begin
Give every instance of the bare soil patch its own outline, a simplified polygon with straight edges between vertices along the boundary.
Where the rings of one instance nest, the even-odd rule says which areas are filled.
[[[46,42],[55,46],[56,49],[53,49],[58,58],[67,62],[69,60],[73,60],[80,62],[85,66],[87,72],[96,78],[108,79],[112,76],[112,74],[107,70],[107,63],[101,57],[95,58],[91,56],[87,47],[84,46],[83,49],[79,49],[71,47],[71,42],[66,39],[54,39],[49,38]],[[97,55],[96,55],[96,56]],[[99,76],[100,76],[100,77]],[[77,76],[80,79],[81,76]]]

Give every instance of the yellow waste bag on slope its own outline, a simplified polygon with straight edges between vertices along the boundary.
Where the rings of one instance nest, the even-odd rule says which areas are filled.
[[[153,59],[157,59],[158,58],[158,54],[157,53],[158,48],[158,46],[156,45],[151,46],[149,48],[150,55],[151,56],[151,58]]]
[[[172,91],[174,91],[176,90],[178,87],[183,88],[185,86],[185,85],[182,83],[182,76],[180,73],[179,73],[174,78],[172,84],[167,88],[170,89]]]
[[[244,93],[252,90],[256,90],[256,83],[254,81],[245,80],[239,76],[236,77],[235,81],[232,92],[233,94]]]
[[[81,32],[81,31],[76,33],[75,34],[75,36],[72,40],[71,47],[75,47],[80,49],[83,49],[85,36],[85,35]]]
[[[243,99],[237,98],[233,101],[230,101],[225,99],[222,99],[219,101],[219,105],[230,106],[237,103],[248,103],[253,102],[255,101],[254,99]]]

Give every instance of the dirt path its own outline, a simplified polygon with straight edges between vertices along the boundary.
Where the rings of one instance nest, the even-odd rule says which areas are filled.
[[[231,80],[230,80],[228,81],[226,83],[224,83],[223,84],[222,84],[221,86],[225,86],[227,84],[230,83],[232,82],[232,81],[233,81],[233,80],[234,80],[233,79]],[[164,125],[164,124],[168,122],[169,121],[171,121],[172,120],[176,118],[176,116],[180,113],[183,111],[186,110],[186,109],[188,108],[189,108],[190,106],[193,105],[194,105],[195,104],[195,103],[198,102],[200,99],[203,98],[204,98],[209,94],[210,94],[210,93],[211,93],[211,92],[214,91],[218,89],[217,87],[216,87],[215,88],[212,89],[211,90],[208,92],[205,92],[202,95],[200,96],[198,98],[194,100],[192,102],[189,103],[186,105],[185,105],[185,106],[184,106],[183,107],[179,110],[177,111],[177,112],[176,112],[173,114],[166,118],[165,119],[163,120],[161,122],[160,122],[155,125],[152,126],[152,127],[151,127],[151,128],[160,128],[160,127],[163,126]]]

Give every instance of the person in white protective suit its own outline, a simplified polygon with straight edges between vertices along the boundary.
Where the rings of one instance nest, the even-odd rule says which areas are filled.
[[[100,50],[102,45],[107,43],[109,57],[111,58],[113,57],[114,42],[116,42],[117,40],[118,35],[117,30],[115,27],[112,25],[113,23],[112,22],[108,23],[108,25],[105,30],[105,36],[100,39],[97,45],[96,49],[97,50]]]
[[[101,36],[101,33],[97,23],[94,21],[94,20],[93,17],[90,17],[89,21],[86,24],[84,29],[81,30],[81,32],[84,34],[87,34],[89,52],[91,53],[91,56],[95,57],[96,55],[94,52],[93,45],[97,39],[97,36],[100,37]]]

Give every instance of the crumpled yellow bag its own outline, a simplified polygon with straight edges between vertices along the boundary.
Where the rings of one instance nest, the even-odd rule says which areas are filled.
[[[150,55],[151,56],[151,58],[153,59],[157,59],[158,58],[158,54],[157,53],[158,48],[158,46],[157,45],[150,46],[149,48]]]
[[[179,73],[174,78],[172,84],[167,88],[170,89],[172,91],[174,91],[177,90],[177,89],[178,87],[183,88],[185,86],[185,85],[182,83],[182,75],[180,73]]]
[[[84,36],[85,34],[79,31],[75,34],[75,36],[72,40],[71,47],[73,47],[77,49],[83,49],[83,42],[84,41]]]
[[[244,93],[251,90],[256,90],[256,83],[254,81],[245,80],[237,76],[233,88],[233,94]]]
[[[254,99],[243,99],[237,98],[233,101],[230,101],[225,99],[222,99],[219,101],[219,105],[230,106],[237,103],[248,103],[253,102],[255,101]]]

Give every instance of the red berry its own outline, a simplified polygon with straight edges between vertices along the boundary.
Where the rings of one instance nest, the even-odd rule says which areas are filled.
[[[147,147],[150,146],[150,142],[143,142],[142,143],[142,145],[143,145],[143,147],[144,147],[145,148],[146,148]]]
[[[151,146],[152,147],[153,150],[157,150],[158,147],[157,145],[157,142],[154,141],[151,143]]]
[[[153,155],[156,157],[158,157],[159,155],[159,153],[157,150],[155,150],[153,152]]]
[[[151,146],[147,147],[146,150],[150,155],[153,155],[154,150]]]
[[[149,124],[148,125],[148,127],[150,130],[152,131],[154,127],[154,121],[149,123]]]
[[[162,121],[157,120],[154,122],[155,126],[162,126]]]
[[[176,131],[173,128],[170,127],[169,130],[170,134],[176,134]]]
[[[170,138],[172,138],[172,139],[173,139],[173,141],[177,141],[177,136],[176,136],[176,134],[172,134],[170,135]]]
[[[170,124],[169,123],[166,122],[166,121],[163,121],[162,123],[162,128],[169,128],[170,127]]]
end
:: Brief ::
Find each line in the entries above that contains the word "simplified" and copy it. Case counts.

:: Complete output ::
Give every instance of the bare soil patch its own outline, a simplified polygon with straight edges between vertices along the boundary.
Give every instance of the yellow waste bag on slope its own outline, a simplified polygon with straight edges between vertices along the boundary.
Give every instance of the dirt path its own outline, a simplified polygon with straight edges between vertices along the boundary.
Give every instance of the person in white protective suit its own outline, a simplified polygon with straight edges between vertices along the boundary.
Give every instance of the crumpled yellow bag its own outline, a simplified polygon with straight edges between vertices along the boundary.
Give every instance of the red berry its own outline, a simplified polygon with straight edges between vertices along the boundary.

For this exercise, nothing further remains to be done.